PASSAGE CHOISI

--

La moyenne d’âge des visiteurs du stand Leica n’est pas de 20 ans. Mais pour le coup, quand j’ai pris la photo, j’vous jure que c’était un hasard !

 

 

Puisque tu parles de ton amour pour Leica, je vais donc faire deux questions en une. Pourquoi aimes-tu Leica, tout simplement, et quels sont tes projets pour Leica France maintenant que c’est toi le patron ?

En quoi est-ce que j’aime Leica ? Je crois que la question est simple et compliquée à la fois, parce qu’il y a beaucoup de choses à dire sur Leica. Leica, c’est 170 ans d’histoire dans l’optique, et j’aime énormément cette marque parce que nous poussons les produits à un niveau de qualité optique, à un niveau mécanique et à un niveau électronique très élevés. Nous nous positionnons clairement dans les produits d’exception. Il y a beaucoup de marques qui font de très beaux appareils photo, qui font du très bon matériel, mais je dirais que le positionnement de Leica c’est d’aller chercher toujours un petit peu plus loin et de n’avoir pas de compromis sur le type de produit que nous proposons.

--

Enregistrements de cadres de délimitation
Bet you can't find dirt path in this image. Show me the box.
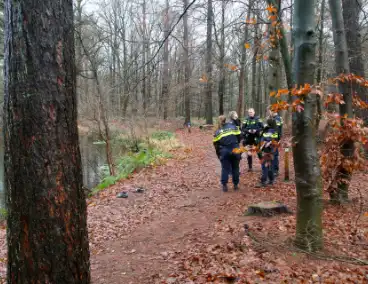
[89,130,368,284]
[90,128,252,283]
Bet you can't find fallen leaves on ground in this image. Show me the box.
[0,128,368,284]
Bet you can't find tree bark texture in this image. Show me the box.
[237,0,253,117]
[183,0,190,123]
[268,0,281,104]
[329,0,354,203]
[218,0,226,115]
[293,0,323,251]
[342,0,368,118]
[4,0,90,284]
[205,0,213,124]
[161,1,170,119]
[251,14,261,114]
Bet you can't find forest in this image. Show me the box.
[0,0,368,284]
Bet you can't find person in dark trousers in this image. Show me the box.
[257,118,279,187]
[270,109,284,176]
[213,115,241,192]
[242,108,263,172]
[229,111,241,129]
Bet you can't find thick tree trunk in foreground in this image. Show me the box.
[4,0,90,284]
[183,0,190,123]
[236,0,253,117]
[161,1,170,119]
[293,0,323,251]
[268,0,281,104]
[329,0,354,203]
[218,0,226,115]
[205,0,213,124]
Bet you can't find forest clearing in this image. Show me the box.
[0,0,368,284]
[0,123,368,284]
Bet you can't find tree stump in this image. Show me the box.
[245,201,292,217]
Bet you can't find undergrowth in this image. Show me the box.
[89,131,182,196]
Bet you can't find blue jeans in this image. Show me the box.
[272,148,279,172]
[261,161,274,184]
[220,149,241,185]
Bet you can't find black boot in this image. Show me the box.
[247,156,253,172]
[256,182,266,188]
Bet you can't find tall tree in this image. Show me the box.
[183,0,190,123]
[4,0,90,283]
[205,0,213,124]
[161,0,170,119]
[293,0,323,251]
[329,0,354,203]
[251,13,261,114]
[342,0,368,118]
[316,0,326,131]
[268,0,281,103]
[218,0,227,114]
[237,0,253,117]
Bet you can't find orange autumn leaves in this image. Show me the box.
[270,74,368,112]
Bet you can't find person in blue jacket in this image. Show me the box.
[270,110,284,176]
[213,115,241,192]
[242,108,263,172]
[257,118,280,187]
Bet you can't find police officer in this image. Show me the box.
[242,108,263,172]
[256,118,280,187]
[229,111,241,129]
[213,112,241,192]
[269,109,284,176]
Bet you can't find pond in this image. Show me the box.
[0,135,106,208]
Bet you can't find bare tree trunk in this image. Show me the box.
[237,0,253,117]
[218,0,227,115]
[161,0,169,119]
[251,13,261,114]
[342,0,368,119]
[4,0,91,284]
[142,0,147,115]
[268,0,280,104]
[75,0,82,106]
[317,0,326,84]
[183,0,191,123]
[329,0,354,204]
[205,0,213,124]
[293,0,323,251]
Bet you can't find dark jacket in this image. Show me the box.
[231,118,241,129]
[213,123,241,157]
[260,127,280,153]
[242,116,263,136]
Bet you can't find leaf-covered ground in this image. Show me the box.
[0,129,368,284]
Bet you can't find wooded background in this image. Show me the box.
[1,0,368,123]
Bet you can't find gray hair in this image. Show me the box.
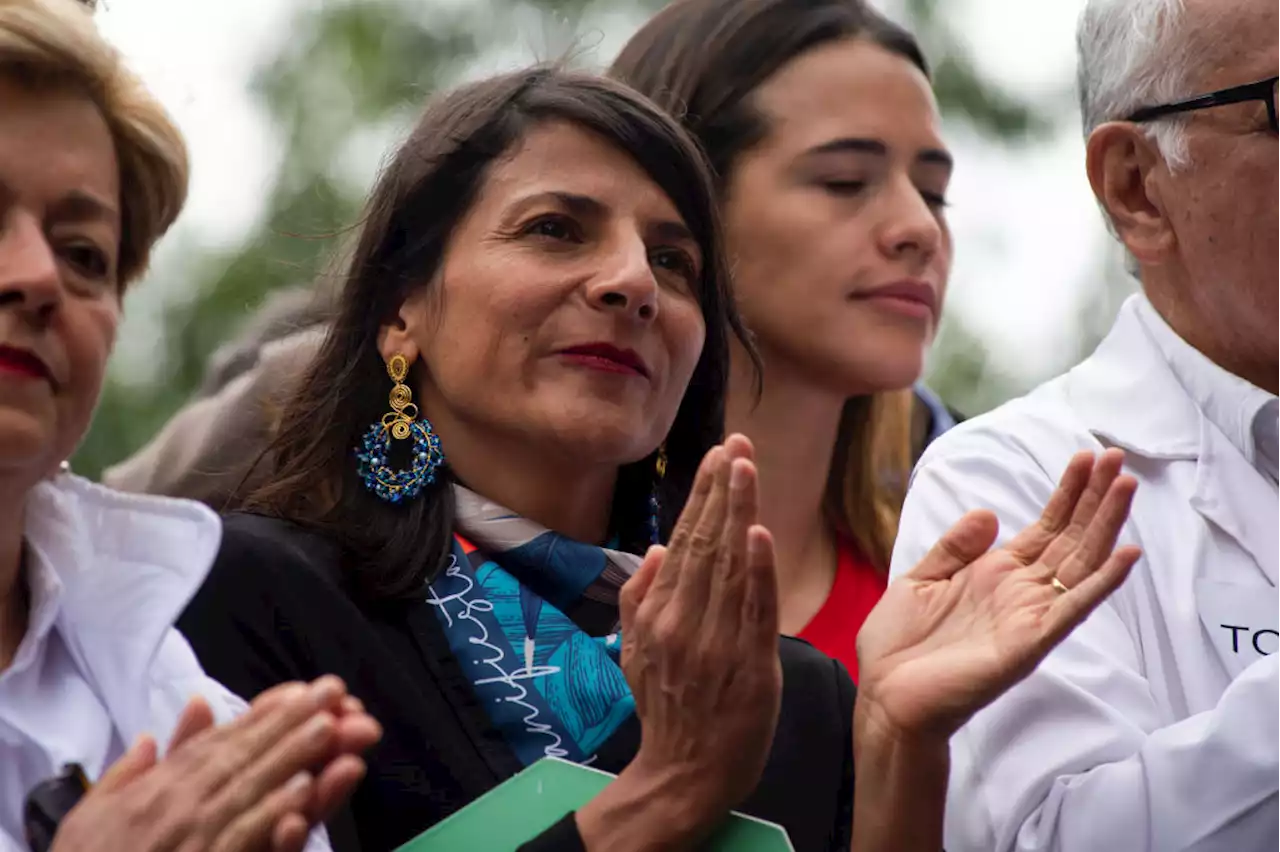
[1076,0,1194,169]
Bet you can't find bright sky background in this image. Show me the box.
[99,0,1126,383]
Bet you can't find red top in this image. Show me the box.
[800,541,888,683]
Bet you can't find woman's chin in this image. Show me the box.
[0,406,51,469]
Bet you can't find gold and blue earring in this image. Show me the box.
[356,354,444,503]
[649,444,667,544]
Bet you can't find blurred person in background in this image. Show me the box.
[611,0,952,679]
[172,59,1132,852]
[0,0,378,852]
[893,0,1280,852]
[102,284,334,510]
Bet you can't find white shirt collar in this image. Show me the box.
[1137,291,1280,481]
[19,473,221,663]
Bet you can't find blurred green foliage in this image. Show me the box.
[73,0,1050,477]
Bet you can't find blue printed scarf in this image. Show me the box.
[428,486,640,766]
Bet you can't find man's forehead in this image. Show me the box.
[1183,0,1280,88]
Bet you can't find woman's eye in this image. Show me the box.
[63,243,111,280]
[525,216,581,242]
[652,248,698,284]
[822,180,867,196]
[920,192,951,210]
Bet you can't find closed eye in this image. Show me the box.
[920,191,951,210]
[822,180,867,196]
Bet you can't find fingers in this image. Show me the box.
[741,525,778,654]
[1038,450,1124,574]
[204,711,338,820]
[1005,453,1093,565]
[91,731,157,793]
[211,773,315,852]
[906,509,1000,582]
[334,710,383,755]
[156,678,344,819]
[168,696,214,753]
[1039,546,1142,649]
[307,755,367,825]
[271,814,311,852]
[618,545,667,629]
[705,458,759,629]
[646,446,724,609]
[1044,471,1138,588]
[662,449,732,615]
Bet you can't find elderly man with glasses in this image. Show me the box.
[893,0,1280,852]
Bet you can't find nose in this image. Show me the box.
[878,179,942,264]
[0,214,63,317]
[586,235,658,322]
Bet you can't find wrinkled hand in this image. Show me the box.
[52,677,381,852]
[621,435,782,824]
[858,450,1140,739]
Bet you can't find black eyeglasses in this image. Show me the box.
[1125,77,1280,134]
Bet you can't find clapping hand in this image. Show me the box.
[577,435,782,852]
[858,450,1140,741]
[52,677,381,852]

--

TÂCHES ET EXERCICES
**a.** Recopiez le passage sur Leica en commençant par « En quoi est-ce » et en allant jusqu'à « que nous proposons. ».
**b.** Ajoutez 124 à chaque coordonnée des réponses, puis réécrivez les lignes de cadres de délimitation sans en omettre aucune, en commençant par la ligne contenant « Bet you can't find white » et en allant jusqu'à la fin de ces lignes.
Le passage sur Leica et les lignes n'ont aucun lien entre eux.

RÉPONSES COMPLÈTES
**a.**
En quoi est-ce que j’aime Leica ? Je crois que la question est simple et compliquée à la fois, parce qu’il y a beaucoup de choses à dire sur Leica. Leica, c’est 170 ans d’histoire dans l’optique, et j’aime énormément cette marque parce que nous poussons les produits à un niveau de qualité optique, à un niveau mécanique et à un niveau électronique très élevés. Nous nous positionnons clairement dans les produits d’exception. Il y a beaucoup de marques qui font de très beaux appareils photo, qui font du très bon matériel, mais je dirais que le positionnement de Leica c’est d’aller chercher toujours un petit peu plus loin et de n’avoir pas de compromis sur le type de produit que nous proposons.

**b.**
Bet you can't find white shirt collar in this image. Show me the box.
[1261,415,1404,605]
[143,597,345,787]
Bet you can't find blurred green foliage in this image. Show me the box.
[197,124,1174,601]
Bet you can't find blue printed scarf in this image. Show me the box.
[552,610,764,890]
Bet you can't find man's forehead in this image. Show me the box.
[1307,124,1404,212]
Bet you can't find woman's eye in this image. Show me the box.
[187,367,235,404]
[649,340,705,366]
[776,372,822,408]
[946,304,991,320]
[1044,316,1075,334]
Bet you can't find closed eye in this image. Show me the box.
[1044,315,1075,334]
[946,304,991,320]
Bet you can't find fingers in this image. Show me the box.
[865,649,902,778]
[1162,574,1248,698]
[328,835,462,944]
[1129,577,1217,689]
[215,855,281,917]
[335,897,439,976]
[1030,633,1124,706]
[458,834,507,879]
[280,802,468,943]
[292,820,338,877]
[1163,670,1266,773]
[431,879,491,949]
[395,938,435,976]
[742,669,791,753]
[829,582,883,753]
[770,570,848,733]
[1168,595,1262,712]
[786,573,856,739]
Bet you can't find elderly man with glasses in this image. Show me the box.
[1017,124,1404,976]
Bet you can't find nose in this image. Show me the box.
[1002,303,1066,388]
[124,338,187,441]
[710,359,782,446]
Bet you can't find wrinkled hand in this image. Show me the box.
[176,801,505,976]
[745,559,906,948]
[982,574,1264,863]
Bet you can't find black eyeglasses in this image. Show me the box.
[1249,201,1404,258]
Bet you can't find clapping hand in this image. Show me the box.
[701,559,906,976]
[982,574,1264,865]
[176,801,505,976]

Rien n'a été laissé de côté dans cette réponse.